Point labeling data based on photos:
- - -

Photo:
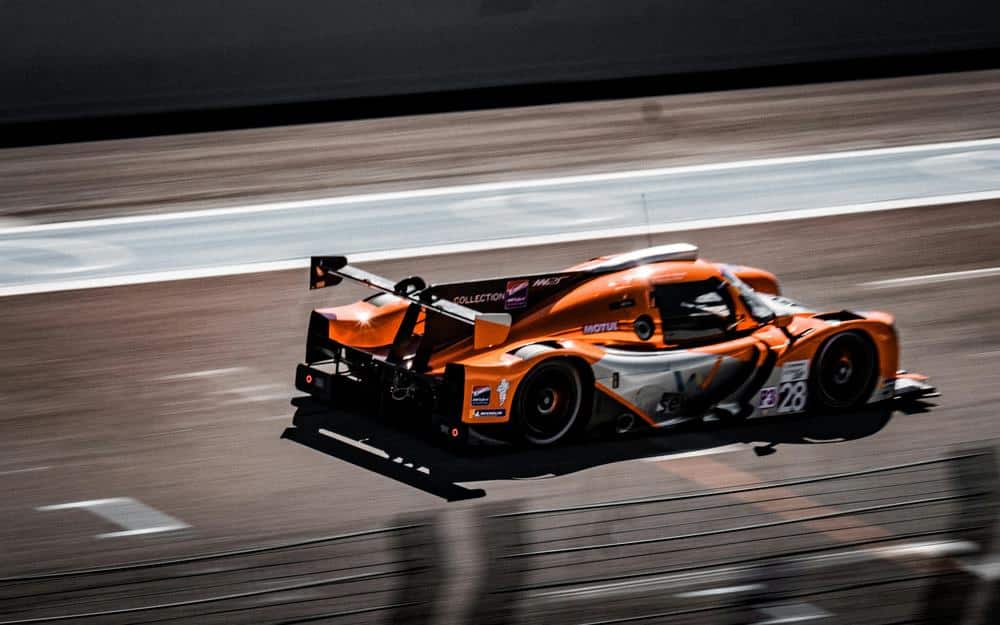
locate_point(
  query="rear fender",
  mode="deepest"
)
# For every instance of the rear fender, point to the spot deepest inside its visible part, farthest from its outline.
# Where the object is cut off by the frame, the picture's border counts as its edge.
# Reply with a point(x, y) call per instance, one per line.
point(491, 379)
point(875, 326)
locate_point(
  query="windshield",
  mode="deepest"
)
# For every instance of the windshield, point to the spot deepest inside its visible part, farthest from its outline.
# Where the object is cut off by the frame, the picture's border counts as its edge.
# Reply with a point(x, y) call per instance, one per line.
point(758, 308)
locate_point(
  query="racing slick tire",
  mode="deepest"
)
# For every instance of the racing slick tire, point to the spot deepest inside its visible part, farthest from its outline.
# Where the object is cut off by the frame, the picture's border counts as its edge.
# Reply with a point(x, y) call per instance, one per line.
point(843, 372)
point(549, 406)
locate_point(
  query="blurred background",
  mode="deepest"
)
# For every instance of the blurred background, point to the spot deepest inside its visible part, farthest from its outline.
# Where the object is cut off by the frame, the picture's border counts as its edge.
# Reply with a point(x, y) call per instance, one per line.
point(166, 169)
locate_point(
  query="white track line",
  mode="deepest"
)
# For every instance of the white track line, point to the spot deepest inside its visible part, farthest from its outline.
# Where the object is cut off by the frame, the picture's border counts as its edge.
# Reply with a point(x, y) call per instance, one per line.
point(205, 373)
point(932, 278)
point(134, 516)
point(498, 244)
point(697, 453)
point(504, 186)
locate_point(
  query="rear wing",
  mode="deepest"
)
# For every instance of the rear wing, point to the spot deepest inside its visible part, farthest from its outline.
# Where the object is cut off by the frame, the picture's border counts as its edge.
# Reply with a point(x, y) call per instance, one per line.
point(488, 328)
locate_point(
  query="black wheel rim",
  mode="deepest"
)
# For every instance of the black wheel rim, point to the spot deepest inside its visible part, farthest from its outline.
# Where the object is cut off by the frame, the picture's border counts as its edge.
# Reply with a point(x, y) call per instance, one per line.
point(846, 365)
point(550, 402)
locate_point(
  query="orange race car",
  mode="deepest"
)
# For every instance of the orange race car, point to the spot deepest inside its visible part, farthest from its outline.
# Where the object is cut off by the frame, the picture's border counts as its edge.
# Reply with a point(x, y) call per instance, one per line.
point(646, 339)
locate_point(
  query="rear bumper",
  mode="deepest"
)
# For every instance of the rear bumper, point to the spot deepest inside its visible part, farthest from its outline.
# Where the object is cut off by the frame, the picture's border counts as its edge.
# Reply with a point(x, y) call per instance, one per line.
point(357, 380)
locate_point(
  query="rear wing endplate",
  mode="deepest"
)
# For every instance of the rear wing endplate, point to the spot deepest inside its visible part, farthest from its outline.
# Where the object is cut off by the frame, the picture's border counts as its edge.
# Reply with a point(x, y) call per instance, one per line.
point(488, 328)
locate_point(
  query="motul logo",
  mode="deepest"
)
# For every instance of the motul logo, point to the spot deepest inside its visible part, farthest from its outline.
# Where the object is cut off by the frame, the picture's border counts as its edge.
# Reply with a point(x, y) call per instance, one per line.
point(604, 326)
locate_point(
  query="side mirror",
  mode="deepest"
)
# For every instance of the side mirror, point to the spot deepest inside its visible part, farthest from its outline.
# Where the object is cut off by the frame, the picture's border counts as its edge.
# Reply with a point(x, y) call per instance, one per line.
point(490, 329)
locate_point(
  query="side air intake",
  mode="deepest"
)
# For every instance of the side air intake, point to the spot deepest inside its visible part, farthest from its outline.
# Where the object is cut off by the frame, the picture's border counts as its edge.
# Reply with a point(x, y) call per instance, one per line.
point(658, 254)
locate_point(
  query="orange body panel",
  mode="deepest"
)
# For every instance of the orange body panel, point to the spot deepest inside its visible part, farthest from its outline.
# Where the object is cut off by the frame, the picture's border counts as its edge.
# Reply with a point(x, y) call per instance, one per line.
point(601, 313)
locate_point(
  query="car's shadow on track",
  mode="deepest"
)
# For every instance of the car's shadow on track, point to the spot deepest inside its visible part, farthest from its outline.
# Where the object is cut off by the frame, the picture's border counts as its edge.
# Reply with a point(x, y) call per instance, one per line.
point(414, 457)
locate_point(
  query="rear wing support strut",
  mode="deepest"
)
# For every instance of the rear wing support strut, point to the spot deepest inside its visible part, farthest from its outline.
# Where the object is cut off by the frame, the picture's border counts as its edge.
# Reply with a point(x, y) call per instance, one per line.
point(488, 329)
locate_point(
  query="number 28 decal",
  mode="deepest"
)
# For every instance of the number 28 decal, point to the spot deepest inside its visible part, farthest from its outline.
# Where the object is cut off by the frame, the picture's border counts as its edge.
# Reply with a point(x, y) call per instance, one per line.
point(792, 396)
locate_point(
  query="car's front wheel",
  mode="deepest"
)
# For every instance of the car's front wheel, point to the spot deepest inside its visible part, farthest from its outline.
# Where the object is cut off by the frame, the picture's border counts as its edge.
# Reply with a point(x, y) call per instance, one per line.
point(549, 404)
point(844, 371)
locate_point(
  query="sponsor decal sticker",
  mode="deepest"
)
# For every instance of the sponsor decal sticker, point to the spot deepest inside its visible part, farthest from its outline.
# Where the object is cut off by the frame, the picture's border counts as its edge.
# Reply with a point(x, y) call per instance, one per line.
point(480, 396)
point(548, 281)
point(603, 326)
point(795, 370)
point(502, 389)
point(792, 396)
point(768, 397)
point(669, 405)
point(516, 295)
point(478, 298)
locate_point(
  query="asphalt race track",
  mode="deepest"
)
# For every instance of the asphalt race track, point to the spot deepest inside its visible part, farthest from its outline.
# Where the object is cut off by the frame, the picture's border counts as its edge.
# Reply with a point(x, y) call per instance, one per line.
point(144, 422)
point(175, 394)
point(102, 252)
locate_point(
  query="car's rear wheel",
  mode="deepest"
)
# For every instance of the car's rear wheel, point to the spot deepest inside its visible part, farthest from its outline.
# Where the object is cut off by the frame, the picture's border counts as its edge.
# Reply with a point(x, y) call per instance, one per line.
point(844, 372)
point(549, 406)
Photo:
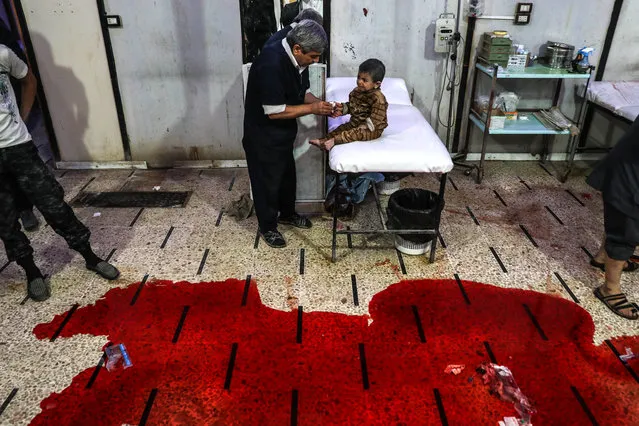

- - -

== REQUEST ==
Return, character for character, every line from the start of the records through the line that contains "point(758, 308)", including both of those lines. Omit the pictures from your answer.

== TASK SOLUTION ==
Photo:
locate_point(
  query="rear fender",
  mode="deepest"
)
# For every instance of the rear fender, point to the spot deepest inside its visible part, farthest from its outline.
# Where the object is cut off by the frame, the picture's border counts as its edge.
# Reply with a point(x, y) call per instance, one per line.
point(491, 379)
point(875, 326)
locate_point(
  query="windshield",
  mode="deepest"
)
# For every instance of the windshield, point to the spot deepest inside its visible part, farthest from its outline.
# Where the object is cut off by the frame, the picture's border counts as its edge.
# Reply with a point(x, y) call per instance, one per line.
point(758, 308)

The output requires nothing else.